> GESTELLTE AUFGABE 1
Wer hat laut dem Textauszug die Einreden der Unzulässigkeit erhoben, und vor welchem Gericht?

> TEXTAUSZUG
Entscheidungsstichwort (Thema)
Rechtsmittel. Staatliche Beihilfen. Verordnung (EG) Nr. 659/1999. Art. 10 Abs. 3. Entscheidung, mit der eine Auskunftserteilung angeordnet wird. Anfechtbare Handlung im Sinne von Art. 263 AEUV
Beteiligte
Deutsche Post / Kommission |
Bundesrepublik Deutschland |
Tenor
1. Die Beschlüsse des Gerichts der Europäischen Union vom 14. Juli 2010, Deutsche Post/Kommission (T-570/08) und Deutschland/Kommission (T-571/08), werden aufgehoben.
2. Die von der Europäischen Kommission vor dem Gericht der Europäischen Union erhobenen Einreden der Unzulässigkeit werden zurückgewiesen.

> GESTELLTE AUFGABE 2
Wie viele Zeilen der Datensätze enthalten die Zeichenfolge "light"? Zähle sie unter Beachtung der Groß- und Kleinschreibung und nenne nur die Zahl.

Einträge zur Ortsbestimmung

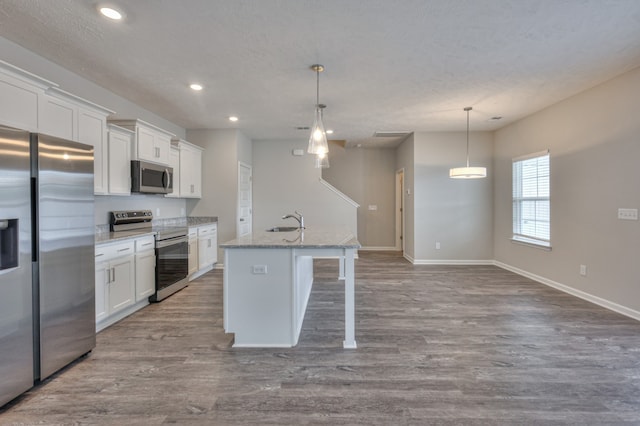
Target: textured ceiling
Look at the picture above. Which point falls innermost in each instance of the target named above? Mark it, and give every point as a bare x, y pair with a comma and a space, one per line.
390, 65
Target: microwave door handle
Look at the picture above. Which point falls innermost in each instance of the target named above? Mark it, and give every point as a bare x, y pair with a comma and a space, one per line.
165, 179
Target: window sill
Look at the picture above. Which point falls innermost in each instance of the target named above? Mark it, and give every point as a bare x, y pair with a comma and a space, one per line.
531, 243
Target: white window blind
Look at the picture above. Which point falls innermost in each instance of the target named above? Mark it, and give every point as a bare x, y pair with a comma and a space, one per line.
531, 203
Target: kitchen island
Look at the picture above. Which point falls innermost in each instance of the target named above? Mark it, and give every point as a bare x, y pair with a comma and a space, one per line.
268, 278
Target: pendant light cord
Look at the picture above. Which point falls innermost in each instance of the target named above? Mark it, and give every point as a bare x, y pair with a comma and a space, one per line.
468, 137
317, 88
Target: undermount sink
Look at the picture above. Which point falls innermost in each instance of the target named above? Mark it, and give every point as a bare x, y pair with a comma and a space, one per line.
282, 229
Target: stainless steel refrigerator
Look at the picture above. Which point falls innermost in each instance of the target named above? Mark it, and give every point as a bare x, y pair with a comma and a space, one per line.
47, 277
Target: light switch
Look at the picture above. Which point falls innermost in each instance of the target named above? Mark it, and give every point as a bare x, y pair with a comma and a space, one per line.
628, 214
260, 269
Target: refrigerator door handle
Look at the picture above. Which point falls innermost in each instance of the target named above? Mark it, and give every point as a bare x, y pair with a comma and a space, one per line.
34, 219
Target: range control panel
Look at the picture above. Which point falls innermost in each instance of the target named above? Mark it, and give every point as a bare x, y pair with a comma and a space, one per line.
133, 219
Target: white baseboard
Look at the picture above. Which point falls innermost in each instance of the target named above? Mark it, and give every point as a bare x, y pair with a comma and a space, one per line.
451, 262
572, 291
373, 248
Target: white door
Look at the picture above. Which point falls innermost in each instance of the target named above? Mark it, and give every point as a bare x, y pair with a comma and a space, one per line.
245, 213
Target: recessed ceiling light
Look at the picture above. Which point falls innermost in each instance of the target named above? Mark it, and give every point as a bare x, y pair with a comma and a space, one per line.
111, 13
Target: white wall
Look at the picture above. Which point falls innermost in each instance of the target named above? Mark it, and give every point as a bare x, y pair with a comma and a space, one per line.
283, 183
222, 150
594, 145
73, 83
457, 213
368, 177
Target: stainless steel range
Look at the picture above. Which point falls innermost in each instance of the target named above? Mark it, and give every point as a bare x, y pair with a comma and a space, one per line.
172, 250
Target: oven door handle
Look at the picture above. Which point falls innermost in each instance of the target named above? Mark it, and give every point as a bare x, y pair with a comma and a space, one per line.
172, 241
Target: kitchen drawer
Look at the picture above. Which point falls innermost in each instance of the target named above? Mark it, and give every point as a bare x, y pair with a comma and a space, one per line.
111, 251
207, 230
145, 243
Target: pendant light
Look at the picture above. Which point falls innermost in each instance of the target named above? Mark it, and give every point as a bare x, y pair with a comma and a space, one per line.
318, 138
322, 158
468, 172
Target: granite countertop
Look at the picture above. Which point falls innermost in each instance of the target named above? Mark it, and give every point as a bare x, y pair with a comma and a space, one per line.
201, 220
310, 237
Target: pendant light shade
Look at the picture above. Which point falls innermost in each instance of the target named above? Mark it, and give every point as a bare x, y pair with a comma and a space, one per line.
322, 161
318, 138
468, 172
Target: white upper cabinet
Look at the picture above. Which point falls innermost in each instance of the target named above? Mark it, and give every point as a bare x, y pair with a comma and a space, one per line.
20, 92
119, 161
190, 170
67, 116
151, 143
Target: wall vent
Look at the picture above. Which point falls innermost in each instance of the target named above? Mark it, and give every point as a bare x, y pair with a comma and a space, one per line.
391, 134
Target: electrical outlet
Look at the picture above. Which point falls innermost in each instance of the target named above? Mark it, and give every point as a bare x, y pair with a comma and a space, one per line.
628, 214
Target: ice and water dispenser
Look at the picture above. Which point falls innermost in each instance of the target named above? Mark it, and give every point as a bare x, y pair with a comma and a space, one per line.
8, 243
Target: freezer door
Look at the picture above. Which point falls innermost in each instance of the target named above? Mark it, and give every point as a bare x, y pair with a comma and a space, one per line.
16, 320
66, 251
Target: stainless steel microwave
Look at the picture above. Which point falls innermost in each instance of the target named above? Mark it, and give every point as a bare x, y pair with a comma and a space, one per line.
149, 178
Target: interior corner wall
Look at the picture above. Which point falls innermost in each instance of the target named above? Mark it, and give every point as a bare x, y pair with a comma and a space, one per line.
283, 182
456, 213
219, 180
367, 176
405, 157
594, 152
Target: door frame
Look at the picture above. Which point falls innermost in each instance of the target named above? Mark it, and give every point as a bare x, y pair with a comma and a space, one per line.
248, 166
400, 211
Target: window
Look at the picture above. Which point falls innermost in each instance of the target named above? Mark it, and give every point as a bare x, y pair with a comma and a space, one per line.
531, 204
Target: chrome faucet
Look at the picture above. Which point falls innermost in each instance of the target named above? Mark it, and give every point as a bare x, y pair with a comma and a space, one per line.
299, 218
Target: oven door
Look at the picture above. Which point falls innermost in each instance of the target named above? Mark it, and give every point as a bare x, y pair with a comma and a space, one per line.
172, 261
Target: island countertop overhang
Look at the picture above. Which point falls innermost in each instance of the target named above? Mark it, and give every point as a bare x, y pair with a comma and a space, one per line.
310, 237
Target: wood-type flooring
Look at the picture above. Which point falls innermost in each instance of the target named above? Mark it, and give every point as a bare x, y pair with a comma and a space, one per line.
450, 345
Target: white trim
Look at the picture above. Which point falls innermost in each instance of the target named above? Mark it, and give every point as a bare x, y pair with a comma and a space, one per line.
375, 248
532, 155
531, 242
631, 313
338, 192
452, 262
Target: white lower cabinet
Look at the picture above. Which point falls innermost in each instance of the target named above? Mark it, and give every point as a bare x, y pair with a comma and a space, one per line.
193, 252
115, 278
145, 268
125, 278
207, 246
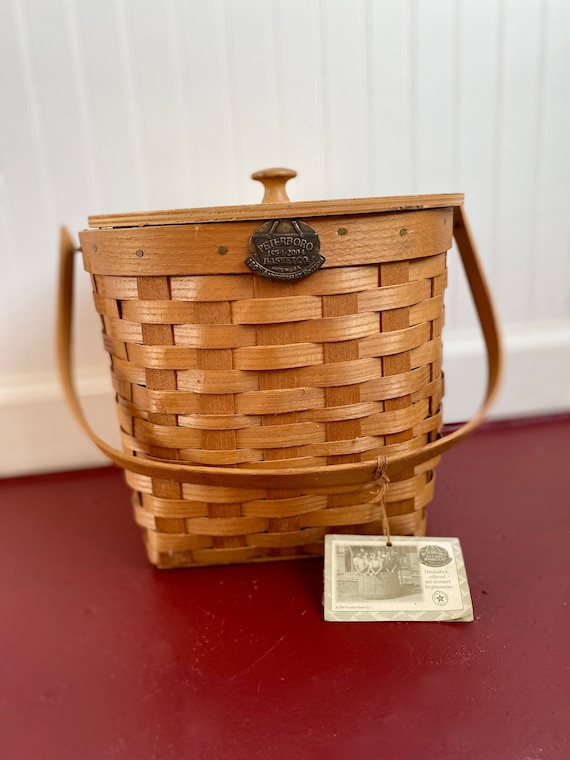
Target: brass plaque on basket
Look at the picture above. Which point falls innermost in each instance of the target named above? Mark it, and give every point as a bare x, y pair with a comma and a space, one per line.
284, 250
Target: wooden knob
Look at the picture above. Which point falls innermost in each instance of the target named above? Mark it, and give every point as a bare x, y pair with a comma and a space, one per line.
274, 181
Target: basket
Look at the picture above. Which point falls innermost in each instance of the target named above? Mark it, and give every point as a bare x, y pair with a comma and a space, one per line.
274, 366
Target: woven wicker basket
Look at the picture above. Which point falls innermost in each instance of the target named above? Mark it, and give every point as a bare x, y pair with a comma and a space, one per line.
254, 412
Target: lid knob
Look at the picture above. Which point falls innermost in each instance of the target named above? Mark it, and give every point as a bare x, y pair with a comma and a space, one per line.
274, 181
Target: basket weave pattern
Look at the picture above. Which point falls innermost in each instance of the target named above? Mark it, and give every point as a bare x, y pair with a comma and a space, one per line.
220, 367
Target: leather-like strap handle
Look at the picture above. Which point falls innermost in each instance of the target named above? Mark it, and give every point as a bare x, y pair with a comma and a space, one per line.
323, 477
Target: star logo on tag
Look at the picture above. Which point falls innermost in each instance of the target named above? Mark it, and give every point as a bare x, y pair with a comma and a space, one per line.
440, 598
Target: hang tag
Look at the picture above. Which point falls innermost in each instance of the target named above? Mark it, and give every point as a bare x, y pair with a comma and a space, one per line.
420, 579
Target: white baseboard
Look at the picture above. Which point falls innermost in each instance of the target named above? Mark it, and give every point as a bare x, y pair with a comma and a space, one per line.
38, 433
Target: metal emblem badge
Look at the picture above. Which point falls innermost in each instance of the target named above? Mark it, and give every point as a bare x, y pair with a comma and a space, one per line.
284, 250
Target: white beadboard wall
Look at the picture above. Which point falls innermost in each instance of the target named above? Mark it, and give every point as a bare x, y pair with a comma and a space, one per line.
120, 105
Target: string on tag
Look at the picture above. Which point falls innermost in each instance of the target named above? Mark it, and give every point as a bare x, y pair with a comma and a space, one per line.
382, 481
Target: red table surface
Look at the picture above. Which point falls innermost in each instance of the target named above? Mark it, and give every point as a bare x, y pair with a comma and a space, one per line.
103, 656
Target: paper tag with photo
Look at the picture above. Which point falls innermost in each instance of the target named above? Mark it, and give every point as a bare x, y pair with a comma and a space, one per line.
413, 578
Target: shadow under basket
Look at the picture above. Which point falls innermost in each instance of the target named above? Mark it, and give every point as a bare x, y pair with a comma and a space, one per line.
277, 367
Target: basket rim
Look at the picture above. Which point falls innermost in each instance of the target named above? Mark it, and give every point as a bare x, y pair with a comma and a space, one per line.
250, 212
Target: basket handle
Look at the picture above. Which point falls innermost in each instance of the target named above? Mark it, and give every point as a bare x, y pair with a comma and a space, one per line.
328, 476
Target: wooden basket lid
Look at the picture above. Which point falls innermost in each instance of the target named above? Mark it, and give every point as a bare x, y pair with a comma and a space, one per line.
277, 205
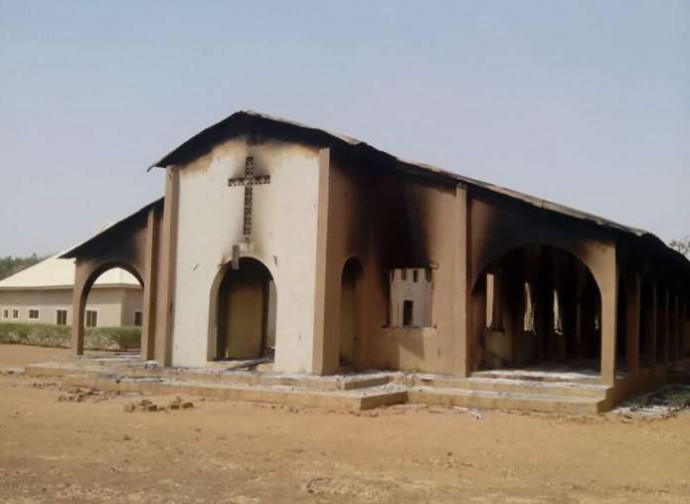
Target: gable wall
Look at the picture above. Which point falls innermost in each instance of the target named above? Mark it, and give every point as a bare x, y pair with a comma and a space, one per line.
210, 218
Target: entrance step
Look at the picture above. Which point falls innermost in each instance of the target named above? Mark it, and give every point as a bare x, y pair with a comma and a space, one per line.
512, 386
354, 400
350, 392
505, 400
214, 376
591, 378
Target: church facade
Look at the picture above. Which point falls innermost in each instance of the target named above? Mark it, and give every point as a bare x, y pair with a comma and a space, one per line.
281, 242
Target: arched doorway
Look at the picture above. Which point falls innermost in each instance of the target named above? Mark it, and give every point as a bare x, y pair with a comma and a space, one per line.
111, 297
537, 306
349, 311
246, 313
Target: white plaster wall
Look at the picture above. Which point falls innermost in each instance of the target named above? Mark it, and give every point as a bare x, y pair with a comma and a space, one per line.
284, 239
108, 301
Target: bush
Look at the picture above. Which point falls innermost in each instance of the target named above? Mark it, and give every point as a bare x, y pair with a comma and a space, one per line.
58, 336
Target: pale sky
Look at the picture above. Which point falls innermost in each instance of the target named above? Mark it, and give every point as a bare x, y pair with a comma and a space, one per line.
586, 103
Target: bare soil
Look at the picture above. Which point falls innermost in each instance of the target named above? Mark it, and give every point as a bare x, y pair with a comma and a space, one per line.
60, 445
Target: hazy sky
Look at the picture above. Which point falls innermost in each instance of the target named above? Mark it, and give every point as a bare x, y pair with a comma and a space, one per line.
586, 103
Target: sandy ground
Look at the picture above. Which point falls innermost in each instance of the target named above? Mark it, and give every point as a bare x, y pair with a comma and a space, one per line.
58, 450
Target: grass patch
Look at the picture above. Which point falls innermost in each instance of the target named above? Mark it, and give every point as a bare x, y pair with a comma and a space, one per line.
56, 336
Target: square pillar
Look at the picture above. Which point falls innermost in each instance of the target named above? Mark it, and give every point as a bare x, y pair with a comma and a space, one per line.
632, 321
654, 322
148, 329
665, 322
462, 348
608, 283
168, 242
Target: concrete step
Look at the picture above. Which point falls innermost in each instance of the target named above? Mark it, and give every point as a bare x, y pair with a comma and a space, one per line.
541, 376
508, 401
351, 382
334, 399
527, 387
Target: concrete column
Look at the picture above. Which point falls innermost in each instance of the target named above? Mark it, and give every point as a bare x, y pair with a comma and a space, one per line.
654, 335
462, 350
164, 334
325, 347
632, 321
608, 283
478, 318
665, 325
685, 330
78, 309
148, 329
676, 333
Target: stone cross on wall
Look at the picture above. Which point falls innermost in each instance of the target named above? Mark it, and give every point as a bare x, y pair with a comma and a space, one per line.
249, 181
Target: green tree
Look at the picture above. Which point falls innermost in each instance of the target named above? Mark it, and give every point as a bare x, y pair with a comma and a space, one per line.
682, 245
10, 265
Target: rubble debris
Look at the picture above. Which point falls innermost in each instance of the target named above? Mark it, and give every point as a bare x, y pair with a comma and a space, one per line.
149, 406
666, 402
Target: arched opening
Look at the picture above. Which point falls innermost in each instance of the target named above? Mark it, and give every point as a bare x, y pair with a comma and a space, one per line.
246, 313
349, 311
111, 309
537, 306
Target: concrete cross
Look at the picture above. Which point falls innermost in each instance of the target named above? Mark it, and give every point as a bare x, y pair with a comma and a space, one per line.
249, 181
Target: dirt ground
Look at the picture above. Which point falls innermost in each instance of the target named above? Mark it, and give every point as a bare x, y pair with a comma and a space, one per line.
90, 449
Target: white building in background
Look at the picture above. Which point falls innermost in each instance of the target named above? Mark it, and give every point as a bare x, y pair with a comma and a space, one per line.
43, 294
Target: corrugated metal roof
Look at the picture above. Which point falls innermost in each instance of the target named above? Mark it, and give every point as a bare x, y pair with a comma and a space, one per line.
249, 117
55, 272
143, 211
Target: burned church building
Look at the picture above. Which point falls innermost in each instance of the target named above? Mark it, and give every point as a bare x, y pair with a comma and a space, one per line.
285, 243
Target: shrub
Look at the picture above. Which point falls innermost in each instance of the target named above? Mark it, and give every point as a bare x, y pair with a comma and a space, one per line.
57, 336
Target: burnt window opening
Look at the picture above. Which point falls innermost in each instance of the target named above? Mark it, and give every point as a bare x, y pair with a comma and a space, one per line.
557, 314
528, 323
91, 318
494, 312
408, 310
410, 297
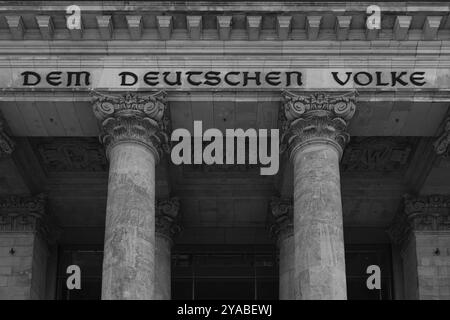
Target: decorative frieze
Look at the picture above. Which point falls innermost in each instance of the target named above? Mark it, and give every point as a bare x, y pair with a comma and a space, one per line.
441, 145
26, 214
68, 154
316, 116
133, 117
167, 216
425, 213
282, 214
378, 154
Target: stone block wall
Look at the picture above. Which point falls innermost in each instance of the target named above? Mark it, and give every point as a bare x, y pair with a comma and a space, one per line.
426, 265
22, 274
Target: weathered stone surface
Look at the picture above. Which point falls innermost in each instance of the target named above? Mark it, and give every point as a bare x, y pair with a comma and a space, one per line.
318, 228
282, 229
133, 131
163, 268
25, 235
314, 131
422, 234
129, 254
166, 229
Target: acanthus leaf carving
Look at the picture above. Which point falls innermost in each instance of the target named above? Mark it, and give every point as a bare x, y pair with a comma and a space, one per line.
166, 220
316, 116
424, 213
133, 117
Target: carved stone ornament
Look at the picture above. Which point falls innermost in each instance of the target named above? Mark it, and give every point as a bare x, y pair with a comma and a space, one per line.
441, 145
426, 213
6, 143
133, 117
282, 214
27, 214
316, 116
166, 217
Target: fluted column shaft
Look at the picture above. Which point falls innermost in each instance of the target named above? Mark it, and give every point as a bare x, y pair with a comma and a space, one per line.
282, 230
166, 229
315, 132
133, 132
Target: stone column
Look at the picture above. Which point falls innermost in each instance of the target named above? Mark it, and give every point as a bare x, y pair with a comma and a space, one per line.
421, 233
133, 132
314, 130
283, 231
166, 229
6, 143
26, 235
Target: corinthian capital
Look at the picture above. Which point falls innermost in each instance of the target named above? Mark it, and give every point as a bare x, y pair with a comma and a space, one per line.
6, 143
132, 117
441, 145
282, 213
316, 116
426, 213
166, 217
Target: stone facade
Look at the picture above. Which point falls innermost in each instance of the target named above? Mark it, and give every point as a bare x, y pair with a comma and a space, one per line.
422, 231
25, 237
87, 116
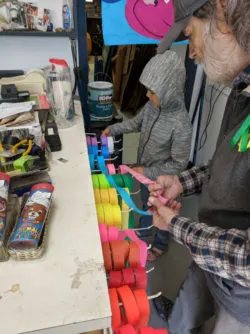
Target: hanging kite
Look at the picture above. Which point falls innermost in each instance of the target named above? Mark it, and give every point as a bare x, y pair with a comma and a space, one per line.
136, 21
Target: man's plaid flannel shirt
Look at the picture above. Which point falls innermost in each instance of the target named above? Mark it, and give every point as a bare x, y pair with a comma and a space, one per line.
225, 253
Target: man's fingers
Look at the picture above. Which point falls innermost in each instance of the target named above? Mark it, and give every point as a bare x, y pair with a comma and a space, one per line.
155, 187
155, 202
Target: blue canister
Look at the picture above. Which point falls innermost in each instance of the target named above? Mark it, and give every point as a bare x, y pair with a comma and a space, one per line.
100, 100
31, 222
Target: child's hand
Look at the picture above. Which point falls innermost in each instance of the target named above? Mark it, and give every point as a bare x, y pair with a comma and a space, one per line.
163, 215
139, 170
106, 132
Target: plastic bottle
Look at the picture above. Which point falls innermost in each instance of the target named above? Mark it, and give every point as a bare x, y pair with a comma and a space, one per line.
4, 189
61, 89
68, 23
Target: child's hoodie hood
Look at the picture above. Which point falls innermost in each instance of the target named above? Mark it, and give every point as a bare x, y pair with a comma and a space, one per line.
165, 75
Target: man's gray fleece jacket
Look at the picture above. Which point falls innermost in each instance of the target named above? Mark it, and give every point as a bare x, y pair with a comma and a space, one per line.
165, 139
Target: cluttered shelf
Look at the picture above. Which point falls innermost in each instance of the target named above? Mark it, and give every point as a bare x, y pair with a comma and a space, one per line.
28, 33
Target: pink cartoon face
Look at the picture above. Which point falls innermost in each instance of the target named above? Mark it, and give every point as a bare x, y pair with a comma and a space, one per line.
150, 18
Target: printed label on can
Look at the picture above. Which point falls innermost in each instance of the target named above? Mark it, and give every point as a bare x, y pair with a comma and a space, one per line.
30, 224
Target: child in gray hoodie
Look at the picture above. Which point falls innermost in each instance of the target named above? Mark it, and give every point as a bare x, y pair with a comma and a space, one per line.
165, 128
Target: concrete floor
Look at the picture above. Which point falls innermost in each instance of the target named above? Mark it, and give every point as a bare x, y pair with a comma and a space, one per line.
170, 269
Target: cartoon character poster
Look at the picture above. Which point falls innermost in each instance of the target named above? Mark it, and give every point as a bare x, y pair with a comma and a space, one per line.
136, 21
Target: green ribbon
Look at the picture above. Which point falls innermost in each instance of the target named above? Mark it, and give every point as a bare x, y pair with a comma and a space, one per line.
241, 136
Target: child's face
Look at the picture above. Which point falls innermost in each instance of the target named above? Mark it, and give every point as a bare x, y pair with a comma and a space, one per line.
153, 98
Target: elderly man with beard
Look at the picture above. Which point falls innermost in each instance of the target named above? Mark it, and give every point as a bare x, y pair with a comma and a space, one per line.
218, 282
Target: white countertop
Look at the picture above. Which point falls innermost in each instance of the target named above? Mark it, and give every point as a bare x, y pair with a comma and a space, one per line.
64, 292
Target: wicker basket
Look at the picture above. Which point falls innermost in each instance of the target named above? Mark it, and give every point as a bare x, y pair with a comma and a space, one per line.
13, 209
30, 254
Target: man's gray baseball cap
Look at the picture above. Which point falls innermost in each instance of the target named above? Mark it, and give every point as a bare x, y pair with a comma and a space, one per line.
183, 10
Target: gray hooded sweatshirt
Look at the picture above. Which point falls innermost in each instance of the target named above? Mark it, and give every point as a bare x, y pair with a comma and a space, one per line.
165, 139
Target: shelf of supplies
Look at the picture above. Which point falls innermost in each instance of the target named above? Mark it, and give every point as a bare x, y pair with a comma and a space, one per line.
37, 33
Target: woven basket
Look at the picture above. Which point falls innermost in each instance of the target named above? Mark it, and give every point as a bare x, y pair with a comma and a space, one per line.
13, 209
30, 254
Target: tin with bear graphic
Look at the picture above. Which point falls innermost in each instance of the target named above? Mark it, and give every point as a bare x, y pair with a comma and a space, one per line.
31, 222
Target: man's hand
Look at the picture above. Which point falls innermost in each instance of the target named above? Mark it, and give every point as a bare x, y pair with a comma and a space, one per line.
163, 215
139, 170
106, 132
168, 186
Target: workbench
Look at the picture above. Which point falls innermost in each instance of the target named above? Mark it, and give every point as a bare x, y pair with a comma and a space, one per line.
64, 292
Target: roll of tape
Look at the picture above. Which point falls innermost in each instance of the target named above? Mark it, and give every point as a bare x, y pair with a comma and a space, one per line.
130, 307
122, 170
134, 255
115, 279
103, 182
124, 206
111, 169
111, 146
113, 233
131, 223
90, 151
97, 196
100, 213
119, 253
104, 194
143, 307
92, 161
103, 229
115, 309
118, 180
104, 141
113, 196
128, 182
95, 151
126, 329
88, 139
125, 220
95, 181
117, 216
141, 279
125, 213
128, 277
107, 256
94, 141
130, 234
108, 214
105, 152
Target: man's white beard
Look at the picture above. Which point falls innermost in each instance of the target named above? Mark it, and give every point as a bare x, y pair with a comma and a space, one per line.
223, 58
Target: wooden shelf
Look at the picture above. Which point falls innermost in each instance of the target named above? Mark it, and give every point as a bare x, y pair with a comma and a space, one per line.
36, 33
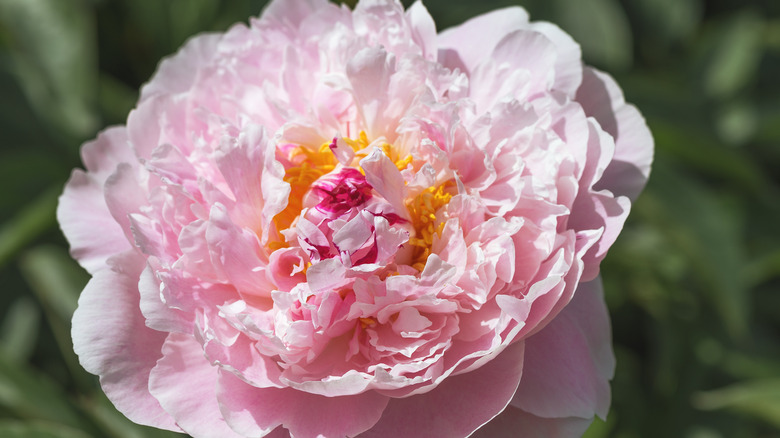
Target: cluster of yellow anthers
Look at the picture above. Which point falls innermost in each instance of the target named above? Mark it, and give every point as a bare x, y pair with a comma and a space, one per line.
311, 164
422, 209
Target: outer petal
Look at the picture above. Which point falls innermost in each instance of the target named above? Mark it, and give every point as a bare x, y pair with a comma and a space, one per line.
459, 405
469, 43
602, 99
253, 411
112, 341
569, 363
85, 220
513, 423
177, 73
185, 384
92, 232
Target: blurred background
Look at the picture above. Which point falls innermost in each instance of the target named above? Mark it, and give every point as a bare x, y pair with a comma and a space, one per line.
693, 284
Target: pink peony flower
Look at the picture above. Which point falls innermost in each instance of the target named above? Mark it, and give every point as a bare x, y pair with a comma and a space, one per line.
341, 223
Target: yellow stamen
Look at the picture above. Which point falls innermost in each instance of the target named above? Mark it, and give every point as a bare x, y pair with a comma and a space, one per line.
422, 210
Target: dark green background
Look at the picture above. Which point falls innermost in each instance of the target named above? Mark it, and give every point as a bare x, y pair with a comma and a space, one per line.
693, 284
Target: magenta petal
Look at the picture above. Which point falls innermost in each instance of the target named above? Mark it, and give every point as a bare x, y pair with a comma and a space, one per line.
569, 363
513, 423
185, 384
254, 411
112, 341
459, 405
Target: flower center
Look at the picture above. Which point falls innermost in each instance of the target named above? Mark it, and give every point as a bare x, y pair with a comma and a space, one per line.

> VOLLSTÄNDIGE ANTWORT 1
Die Europäische Kommission, vor dem Gericht der Europäischen Union.

> VOLLSTÄNDIGE ANTWORT 2
5